A good example of this is the Knesset’s permanent and special committees, which are supposed to act as an effective scrutinizing tool over the government.

From the beginning of the term of the 25th Knesset, the chairmen of two Knesset committees could be considered problematic because of their extreme political positions and their inclination to silence MKs expressing positions opposite to their own: MK Simcha Rothman (Religious Zionist Party) at the head of the Constitution, Law, and Justice Committee, and MK Zvika Fogel (Otzma Yehudit) at the head of the National Security Committee.

However, as the crisis developed within the coalition over the passing of a new law concerning the conscription of haredim to the IDF, and the haredi parties started using brinkmanship tactics to try to get their way by resigning from their ministerial and committee chairmanships, inter alia the Knesset committees suffered.

In the Foreign Affairs and Defense Committee, the competent former Knesset speaker Yuli Edelstein (Likud) was replaced by a gray backbencher from his party, MK Boaz Bismuth, who lacks any foreign affairs and security experience, and has failed to come up with a realistic solution to the dilemma of conscripting more haredim to the IDF, which was the reason he replaced Edelstein.

The replacements to committees previously headed by haredi MKs have also been problematic, especially the replacement of the experienced and pedantic MK Moshe Gafni (United Torah Judaism) in the Finance Committee by MK Hanoch Milwidsky (Likud), who is being investigated by the police on sexual assault, and obstruction of legal proceedings charges.

Also problematic are the appointments of MK Limor Son Har-Melech (Otzma Yehudit) as chairwoman of the Knesset Health Committee, and MK Zvi Sukkot (Religious Zionist Party) as chairman of the Education, Culture, and Sports Committee. Both replaced reasonable Shas committee heads.

Har-Melech wants Israel to leave the World Health Organization, has reservations about inoculations, holds an anti-scientific approach to medicine, and is irreverent to medical experts.

Sukkot is a former hilltop youth, lacking any higher education, with a long history of political and anti-Arab violence, and who, on July 29, 2024, broke into the Sde Teiman military detention camp in protest against the holding in custody of reservists suspected of serious physical abuse of a Hamas prisoner.

#### [What the exercise asks]
Copy everything in the passage on Knesset committee chairs from "The replacements to" down to "legal proceedings charges.", swapping "Finance Committee" for "Budget Committee".

#### [Source information]
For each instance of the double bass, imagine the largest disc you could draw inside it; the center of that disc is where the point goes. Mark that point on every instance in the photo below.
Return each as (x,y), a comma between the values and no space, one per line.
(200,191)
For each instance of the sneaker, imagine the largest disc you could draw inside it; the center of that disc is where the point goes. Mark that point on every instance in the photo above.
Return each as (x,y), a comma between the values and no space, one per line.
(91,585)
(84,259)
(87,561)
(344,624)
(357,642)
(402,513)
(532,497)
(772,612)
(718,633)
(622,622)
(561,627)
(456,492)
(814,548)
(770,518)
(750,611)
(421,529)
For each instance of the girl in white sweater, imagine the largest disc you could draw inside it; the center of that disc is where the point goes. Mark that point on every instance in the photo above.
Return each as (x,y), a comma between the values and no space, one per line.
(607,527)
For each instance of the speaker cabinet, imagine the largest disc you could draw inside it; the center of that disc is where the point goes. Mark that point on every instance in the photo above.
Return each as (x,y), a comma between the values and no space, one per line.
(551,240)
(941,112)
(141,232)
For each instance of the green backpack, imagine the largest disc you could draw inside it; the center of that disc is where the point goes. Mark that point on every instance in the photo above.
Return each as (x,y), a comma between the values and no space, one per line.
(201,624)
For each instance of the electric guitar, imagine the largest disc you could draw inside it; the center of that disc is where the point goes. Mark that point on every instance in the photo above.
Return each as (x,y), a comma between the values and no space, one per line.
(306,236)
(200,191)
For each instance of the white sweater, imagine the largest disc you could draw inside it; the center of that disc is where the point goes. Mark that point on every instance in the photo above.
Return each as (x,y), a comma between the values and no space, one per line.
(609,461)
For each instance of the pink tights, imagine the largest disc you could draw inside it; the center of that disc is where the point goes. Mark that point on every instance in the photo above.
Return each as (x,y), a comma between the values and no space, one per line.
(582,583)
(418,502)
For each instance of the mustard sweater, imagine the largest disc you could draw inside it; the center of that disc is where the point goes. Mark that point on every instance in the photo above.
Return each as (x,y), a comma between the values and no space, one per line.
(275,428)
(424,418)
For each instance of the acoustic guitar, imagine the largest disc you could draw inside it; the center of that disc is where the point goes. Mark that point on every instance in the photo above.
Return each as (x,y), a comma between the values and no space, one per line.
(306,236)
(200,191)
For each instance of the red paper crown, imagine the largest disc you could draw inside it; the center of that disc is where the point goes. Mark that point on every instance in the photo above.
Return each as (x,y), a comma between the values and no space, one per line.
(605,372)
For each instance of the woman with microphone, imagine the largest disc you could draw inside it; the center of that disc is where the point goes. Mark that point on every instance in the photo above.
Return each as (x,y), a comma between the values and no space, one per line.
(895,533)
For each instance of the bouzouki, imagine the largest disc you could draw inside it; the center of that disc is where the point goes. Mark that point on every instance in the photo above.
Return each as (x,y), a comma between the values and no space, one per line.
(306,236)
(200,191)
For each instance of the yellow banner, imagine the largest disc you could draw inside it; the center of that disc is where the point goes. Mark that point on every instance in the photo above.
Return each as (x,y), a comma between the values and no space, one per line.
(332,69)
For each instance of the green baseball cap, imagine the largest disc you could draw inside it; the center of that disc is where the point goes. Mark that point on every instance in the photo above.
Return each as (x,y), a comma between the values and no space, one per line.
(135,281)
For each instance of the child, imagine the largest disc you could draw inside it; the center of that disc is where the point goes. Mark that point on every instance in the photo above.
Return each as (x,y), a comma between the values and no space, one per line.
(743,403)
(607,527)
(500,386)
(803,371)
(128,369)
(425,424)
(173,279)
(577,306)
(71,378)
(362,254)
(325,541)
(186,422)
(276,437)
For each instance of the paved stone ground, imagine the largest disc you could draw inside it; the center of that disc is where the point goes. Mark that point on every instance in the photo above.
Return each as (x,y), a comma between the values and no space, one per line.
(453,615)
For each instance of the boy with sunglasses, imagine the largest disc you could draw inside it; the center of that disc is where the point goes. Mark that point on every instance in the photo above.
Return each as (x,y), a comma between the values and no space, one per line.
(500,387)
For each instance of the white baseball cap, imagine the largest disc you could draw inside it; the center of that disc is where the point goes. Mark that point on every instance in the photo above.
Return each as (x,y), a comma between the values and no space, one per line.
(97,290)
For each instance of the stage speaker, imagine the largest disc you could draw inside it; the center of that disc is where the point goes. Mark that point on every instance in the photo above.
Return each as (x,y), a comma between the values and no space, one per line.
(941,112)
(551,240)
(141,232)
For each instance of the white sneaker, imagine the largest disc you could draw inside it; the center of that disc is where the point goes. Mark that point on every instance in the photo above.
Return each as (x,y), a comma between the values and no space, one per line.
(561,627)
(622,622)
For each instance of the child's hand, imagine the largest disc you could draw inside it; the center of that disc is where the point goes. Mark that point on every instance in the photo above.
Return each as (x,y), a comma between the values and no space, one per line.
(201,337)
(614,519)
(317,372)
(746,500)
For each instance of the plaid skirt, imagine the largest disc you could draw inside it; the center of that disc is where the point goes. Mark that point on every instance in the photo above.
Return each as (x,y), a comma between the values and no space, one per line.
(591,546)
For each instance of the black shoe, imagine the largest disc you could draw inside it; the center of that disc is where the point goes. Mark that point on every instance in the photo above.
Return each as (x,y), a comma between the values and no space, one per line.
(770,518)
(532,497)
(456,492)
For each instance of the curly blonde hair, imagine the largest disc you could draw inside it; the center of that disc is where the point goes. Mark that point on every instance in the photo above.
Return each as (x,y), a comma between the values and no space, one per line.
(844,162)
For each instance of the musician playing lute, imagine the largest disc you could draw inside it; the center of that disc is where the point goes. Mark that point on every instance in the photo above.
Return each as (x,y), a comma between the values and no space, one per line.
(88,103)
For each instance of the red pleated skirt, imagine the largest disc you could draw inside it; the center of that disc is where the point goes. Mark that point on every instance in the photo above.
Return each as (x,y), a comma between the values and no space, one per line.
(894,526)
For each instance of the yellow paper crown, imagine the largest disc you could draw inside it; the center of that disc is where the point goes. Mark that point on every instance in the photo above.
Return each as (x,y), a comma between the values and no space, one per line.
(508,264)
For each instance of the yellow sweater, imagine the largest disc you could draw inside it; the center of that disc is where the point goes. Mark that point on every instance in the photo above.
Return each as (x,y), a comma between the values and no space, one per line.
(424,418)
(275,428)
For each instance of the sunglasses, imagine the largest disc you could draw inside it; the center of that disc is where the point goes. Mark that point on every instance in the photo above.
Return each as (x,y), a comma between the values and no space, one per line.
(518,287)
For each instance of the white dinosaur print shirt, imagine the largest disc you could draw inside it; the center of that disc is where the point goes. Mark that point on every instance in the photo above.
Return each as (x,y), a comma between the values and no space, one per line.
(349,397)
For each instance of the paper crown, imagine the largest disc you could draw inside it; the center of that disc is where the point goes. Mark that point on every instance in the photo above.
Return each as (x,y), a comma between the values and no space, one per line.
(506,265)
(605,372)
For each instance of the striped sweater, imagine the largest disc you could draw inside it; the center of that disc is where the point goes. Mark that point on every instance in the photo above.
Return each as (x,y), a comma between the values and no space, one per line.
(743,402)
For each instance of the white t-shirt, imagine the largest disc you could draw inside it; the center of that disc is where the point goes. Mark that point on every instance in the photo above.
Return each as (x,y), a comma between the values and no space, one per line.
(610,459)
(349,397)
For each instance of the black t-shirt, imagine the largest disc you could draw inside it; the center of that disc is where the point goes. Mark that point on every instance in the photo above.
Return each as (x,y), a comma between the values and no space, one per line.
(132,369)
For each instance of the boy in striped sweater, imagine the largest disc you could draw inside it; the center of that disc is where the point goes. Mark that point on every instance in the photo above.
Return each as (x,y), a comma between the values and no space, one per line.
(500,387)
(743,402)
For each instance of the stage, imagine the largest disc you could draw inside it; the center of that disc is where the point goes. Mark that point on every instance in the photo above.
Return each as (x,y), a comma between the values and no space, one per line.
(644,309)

#### [Task response]
The replacements to committees previously headed by haredi MKs have also been problematic, especially the replacement of the experienced and pedantic MK Moshe Gafni (United Torah Judaism) in the Budget Committee by MK Hanoch Milwidsky (Likud), who is being investigated by the police on sexual assault, and obstruction of legal proceedings charges.